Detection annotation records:
-*-*-

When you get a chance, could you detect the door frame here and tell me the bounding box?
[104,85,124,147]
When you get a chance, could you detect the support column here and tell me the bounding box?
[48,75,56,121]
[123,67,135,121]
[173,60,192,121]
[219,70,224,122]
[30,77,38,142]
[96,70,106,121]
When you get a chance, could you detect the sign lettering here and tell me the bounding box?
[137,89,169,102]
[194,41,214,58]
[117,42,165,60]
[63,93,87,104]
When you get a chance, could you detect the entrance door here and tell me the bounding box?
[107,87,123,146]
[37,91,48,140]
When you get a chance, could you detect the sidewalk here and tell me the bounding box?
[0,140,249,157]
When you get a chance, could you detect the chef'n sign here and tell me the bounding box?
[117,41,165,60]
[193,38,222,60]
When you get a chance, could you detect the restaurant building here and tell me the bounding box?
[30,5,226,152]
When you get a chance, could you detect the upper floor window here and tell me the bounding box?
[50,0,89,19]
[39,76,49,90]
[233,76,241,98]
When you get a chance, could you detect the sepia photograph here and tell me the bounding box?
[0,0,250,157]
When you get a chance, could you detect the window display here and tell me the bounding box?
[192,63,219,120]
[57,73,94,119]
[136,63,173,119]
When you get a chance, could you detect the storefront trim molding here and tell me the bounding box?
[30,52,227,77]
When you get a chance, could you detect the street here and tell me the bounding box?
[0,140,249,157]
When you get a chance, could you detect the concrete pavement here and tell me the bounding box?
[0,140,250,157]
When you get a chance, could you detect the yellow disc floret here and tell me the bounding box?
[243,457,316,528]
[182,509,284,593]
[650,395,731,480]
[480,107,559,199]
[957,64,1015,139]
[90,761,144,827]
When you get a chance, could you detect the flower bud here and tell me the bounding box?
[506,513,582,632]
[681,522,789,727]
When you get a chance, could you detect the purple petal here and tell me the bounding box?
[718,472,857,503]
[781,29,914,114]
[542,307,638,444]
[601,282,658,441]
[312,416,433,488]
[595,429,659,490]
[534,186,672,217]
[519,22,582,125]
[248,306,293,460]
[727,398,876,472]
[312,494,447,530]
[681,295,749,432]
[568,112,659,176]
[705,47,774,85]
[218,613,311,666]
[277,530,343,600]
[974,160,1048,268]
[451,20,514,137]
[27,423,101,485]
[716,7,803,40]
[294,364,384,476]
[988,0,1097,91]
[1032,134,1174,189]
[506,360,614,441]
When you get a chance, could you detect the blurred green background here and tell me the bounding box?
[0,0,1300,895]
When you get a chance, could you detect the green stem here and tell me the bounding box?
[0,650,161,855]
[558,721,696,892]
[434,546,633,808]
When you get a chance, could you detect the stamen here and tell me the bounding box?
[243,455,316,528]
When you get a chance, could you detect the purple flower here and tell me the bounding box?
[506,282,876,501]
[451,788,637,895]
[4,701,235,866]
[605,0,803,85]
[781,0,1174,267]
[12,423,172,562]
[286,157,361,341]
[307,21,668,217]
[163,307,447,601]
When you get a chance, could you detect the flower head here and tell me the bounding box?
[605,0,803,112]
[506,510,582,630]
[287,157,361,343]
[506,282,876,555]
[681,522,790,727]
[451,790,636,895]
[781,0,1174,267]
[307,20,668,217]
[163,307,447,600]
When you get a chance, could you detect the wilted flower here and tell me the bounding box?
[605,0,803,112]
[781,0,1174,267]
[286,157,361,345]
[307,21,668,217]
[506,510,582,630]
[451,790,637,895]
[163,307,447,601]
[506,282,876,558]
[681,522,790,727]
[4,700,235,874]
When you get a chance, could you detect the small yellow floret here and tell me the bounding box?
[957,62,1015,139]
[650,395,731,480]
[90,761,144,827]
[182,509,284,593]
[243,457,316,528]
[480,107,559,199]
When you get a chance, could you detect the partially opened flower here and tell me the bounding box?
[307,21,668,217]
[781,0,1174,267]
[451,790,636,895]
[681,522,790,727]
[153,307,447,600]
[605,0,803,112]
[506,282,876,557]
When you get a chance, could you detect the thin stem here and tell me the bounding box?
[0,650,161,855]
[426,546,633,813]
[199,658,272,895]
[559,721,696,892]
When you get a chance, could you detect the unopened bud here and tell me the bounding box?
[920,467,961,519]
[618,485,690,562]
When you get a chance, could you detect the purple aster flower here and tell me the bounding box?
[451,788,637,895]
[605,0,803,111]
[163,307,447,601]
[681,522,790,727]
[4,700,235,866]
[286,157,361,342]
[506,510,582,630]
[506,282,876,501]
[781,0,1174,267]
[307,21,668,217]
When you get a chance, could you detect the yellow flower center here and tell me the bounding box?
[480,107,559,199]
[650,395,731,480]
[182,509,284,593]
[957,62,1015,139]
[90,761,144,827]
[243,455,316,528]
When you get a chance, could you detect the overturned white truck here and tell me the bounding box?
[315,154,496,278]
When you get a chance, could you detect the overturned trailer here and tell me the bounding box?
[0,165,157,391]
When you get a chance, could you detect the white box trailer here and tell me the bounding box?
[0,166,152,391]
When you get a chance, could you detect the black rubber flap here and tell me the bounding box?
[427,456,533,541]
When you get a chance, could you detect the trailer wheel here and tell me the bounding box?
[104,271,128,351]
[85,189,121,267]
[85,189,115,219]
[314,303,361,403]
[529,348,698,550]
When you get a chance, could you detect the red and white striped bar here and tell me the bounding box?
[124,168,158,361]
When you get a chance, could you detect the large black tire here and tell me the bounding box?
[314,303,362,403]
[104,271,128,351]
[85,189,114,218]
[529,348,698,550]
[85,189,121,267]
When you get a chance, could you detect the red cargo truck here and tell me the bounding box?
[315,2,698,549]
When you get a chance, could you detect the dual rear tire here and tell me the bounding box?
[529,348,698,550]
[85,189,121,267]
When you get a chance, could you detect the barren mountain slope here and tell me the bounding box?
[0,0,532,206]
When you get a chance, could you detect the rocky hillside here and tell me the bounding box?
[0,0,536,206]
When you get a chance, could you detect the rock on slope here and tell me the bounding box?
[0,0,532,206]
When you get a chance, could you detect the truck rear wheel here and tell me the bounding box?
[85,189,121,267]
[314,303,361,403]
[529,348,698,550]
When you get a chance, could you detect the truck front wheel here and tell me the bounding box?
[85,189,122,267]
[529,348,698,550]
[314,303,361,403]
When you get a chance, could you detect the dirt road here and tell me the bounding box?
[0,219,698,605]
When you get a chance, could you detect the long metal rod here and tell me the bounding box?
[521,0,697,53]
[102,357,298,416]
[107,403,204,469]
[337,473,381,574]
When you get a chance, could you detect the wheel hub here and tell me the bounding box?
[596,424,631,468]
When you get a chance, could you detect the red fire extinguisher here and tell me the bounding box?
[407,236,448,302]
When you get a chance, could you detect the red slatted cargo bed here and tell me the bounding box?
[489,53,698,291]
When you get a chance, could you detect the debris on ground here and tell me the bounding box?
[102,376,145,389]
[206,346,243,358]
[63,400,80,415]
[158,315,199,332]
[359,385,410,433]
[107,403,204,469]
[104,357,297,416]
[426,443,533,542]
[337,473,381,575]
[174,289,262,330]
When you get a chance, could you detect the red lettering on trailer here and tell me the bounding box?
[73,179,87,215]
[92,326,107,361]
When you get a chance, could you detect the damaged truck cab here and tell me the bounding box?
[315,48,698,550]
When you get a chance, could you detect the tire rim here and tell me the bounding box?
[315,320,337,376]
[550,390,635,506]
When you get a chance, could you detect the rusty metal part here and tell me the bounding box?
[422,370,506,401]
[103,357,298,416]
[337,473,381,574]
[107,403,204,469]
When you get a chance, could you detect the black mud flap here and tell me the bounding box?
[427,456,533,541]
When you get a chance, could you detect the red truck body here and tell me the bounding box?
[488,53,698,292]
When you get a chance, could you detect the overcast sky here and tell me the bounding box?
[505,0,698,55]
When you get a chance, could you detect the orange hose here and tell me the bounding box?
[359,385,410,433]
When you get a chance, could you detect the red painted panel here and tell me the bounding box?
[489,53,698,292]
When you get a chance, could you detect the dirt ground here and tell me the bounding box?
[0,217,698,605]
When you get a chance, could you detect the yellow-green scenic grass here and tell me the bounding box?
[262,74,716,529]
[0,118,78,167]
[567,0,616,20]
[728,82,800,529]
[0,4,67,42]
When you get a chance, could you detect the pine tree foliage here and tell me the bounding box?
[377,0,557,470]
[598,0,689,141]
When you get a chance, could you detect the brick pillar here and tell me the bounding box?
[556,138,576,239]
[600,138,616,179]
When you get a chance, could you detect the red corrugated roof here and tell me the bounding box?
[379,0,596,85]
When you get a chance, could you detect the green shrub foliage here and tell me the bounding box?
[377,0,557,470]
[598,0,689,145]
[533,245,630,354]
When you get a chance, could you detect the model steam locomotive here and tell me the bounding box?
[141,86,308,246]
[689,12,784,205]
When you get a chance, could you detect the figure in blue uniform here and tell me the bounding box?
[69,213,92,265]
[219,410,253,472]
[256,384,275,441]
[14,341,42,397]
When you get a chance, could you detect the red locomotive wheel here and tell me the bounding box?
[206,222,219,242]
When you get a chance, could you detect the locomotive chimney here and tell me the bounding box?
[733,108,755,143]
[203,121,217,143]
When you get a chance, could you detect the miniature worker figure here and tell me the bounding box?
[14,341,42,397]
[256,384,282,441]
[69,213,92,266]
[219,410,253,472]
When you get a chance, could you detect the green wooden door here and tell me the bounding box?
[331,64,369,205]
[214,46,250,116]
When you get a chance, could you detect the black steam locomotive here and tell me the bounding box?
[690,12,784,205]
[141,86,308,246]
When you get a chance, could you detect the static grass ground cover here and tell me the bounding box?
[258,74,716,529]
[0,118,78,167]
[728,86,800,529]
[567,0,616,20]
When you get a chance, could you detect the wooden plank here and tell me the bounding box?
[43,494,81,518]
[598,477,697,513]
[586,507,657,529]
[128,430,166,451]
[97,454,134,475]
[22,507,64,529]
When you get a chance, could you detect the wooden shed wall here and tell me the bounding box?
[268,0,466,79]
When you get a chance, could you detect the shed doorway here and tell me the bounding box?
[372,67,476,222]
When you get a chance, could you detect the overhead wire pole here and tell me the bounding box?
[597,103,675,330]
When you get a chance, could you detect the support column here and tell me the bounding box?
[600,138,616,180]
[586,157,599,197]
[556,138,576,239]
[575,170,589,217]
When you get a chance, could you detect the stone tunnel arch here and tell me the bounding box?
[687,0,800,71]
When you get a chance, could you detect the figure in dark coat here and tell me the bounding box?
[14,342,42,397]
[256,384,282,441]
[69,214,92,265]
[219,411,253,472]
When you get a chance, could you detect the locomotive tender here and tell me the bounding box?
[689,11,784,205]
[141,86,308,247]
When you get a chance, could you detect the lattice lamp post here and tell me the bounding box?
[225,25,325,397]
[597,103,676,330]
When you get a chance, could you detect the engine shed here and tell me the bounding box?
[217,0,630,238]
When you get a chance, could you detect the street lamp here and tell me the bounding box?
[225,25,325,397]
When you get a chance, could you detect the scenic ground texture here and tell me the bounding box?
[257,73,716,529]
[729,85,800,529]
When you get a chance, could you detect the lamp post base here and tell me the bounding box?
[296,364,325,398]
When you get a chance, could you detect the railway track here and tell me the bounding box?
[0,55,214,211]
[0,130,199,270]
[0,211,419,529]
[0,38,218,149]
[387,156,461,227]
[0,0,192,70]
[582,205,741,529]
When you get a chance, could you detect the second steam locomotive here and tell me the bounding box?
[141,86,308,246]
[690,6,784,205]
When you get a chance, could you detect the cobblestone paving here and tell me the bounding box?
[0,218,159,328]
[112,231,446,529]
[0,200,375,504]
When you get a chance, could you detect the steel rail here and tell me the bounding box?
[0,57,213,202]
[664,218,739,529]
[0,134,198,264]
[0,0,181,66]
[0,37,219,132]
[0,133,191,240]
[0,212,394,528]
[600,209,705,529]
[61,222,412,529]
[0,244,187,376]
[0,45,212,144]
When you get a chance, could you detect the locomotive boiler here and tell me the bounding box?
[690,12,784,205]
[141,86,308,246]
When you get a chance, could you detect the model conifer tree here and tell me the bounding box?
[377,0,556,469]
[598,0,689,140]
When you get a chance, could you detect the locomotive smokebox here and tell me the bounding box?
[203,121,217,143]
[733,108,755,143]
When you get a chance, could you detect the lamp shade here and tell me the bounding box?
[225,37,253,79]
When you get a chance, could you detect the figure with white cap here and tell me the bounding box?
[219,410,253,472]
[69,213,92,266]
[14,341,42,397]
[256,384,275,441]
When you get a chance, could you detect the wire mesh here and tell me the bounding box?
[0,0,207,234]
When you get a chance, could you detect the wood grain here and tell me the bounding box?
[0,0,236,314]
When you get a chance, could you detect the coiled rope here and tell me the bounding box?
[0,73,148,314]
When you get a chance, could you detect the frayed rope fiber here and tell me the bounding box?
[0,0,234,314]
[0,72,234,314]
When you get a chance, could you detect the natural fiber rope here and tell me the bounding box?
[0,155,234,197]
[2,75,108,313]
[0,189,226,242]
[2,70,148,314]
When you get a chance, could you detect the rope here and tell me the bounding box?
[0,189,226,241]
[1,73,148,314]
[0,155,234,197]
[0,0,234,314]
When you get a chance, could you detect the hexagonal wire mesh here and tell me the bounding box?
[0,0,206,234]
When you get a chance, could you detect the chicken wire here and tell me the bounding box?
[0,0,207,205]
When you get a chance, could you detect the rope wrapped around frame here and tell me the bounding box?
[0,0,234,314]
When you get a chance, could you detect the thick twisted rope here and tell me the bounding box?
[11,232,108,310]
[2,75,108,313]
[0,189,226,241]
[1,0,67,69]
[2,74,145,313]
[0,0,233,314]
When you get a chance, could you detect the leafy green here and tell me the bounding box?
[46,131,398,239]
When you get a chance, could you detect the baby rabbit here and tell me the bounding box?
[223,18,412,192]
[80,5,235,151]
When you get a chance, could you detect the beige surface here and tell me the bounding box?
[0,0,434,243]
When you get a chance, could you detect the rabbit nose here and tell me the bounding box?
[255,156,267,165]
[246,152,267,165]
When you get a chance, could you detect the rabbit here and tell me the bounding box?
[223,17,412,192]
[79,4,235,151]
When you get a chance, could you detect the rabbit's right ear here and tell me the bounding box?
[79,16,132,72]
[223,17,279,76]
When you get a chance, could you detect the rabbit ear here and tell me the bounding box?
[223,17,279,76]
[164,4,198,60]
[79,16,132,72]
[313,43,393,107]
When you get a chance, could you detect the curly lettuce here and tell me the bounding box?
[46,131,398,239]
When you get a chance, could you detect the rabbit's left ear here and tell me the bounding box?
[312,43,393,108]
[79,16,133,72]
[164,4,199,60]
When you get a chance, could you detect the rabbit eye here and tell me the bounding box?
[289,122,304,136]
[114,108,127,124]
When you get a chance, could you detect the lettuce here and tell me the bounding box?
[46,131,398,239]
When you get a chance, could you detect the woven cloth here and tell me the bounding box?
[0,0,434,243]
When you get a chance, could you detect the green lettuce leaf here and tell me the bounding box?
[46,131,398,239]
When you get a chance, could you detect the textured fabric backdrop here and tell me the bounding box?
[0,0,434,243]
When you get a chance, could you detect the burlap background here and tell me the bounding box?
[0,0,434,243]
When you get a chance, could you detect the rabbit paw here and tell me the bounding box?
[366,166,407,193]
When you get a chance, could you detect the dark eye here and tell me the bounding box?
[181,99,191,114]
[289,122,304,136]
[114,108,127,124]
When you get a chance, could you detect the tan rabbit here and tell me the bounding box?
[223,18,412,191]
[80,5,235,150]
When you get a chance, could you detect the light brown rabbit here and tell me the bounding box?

-*-*-

* [The request]
Retype, unchanged, the stretch of items from the line containing "When you get a chance, could you detect the sidewalk" through the line containing "[136,63,173,119]", both included.

* [Answer]
When you get a chance, could you detect the sidewalk here and tell me the bounding box?
[0,140,249,157]
When you get a chance, could you detect the chef'n sign here and tell me the bounding box?
[117,41,165,60]
[193,38,222,60]
When you get a chance, could you detect the restaurant building here and tell me the bounding box?
[30,5,226,152]
When you get a chance, could you detect the upper floor window here and tell me the bounding box?
[50,0,89,19]
[39,76,49,90]
[233,76,241,98]
When you get a chance, could you detect the sepia photograph here and tell me the bounding box?
[0,0,250,157]
When you get a chance, could you detect the window display here and tell me the bounding box?
[192,63,219,120]
[57,73,94,119]
[136,63,173,119]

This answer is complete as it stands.